_What is needed_
Print the range of lines that opens with the line containing "Would you mind picking out the handbag" and closes with the last line of the listing. Include both ends; print nothing more.

_Records for this exercise_
▬▬▬
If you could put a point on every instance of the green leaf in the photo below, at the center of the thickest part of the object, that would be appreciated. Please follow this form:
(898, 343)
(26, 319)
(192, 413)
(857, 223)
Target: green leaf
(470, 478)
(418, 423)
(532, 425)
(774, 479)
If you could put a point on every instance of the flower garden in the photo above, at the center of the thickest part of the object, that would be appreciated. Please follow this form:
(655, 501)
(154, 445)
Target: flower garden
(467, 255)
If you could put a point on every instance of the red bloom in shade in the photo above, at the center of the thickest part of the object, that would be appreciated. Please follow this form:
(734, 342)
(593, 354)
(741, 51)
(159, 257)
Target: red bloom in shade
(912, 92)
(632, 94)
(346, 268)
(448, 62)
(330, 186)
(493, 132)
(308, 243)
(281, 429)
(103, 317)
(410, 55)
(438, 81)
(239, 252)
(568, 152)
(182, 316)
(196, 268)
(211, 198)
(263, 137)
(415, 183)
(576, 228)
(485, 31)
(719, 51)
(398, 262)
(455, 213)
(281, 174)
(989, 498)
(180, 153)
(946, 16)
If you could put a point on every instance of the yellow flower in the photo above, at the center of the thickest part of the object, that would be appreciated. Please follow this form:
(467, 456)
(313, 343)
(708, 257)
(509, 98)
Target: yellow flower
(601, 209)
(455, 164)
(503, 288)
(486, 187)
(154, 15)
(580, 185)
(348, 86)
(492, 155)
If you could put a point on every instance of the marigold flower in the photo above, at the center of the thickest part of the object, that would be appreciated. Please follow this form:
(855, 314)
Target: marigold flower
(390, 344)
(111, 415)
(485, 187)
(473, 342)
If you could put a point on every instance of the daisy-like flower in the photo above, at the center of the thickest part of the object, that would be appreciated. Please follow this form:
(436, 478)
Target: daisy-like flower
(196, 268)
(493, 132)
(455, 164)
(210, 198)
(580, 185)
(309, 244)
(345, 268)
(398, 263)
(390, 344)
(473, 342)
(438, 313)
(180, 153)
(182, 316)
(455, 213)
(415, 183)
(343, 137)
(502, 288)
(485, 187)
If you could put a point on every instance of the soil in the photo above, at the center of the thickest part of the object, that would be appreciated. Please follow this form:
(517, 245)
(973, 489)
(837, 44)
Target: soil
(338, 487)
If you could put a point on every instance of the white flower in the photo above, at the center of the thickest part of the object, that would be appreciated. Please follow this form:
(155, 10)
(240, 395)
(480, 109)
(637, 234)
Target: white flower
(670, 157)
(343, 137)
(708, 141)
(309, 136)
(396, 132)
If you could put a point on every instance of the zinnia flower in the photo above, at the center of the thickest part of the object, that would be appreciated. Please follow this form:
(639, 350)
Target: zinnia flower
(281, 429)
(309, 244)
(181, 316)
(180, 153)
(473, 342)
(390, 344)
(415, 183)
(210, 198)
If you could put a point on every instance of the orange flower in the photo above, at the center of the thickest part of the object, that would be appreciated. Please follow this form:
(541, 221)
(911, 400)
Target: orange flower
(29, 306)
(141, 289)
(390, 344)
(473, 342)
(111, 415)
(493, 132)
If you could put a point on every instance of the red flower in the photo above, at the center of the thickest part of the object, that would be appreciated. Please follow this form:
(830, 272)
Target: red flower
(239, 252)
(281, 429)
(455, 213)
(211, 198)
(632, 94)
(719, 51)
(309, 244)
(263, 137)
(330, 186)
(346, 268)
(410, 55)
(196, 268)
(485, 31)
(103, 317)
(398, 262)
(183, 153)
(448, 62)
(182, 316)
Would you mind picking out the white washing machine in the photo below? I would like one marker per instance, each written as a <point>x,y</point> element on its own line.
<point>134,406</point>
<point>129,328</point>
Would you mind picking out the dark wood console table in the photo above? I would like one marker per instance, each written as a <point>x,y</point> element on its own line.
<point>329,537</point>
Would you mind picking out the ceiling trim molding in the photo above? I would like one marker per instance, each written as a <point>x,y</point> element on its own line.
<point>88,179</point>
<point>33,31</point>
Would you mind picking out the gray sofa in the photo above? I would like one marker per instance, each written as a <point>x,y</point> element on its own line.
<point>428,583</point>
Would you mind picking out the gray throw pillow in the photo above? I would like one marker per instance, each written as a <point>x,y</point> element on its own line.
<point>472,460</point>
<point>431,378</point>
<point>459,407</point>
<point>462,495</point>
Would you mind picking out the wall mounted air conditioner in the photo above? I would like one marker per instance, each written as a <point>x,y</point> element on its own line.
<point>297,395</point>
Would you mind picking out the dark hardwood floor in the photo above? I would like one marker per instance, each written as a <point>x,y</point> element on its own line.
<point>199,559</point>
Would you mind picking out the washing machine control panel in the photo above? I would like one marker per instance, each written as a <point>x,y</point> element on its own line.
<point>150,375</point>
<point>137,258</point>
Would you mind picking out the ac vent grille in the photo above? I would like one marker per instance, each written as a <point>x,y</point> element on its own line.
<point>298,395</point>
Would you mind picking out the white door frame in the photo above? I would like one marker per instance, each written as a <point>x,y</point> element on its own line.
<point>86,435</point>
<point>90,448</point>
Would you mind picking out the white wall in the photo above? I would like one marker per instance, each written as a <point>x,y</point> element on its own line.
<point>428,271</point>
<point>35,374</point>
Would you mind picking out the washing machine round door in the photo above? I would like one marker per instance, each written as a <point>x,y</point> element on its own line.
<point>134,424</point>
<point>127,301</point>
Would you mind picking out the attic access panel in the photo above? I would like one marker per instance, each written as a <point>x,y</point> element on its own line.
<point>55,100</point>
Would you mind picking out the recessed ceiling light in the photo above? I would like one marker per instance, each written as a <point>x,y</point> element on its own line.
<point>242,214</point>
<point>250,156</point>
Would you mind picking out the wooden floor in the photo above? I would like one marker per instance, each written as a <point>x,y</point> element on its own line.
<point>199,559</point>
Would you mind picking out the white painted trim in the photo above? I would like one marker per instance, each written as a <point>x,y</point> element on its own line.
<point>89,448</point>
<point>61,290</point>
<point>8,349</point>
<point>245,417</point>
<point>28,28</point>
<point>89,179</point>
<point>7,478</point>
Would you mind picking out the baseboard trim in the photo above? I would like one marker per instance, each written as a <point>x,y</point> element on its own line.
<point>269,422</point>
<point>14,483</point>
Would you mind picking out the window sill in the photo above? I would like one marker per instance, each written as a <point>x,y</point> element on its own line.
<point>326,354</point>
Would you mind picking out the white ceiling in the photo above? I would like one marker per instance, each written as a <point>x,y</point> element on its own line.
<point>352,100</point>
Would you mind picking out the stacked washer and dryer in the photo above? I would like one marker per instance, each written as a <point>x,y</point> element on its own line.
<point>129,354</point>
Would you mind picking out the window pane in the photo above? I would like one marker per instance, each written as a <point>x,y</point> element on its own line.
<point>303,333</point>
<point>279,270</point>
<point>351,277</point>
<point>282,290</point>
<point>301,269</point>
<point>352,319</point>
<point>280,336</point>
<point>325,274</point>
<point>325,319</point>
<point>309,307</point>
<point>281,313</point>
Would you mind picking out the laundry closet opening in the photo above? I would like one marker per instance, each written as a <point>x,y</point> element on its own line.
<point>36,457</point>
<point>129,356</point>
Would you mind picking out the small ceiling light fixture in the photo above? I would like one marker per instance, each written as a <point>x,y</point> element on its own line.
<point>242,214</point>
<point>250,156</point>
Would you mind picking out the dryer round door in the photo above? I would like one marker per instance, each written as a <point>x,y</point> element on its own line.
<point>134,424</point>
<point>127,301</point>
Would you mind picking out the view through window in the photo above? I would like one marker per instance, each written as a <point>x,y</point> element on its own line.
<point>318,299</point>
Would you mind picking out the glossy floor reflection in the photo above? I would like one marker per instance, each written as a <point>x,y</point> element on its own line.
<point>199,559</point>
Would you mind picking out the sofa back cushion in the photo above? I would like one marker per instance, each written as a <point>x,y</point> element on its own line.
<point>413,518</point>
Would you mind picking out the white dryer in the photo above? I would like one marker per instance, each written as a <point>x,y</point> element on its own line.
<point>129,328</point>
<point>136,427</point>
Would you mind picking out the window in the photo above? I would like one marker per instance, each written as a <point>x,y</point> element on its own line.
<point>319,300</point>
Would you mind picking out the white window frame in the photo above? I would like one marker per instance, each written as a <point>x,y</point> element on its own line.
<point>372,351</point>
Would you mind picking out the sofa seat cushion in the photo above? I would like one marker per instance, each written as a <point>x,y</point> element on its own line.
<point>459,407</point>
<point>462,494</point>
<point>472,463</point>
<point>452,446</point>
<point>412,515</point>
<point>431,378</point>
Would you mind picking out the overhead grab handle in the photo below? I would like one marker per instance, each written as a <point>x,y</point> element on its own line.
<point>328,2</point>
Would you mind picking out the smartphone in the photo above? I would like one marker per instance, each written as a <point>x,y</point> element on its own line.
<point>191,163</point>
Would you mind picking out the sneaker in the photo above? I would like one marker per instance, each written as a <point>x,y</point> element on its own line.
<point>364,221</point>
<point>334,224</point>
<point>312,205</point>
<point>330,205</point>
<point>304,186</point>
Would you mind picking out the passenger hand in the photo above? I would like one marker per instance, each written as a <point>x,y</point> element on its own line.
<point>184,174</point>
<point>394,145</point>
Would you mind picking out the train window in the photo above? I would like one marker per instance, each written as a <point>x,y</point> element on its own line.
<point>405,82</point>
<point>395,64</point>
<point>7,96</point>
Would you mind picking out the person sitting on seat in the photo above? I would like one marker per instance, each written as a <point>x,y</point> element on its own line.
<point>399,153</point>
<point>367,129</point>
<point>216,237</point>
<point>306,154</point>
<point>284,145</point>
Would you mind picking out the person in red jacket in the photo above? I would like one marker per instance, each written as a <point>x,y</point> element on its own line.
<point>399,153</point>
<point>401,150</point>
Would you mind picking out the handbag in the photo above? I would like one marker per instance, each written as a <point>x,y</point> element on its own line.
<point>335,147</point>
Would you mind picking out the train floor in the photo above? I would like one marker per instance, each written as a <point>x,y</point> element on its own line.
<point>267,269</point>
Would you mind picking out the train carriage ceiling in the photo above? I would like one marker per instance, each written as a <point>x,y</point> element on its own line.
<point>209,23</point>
▬▬▬
_Solution for this task_
Would you mind picking out the handbag in the photo above? I would like one marker per instance, each written as a <point>x,y</point> element on its own line.
<point>335,147</point>
Would you mind picking out the train floor in the photo above? I would like one marker per instance, each written as a <point>x,y</point> element on its own line.
<point>267,269</point>
Would you mind picking out the train carriage ceiling in the photo above? I would like one marker per instance, each written as a <point>x,y</point> element on its own line.
<point>209,23</point>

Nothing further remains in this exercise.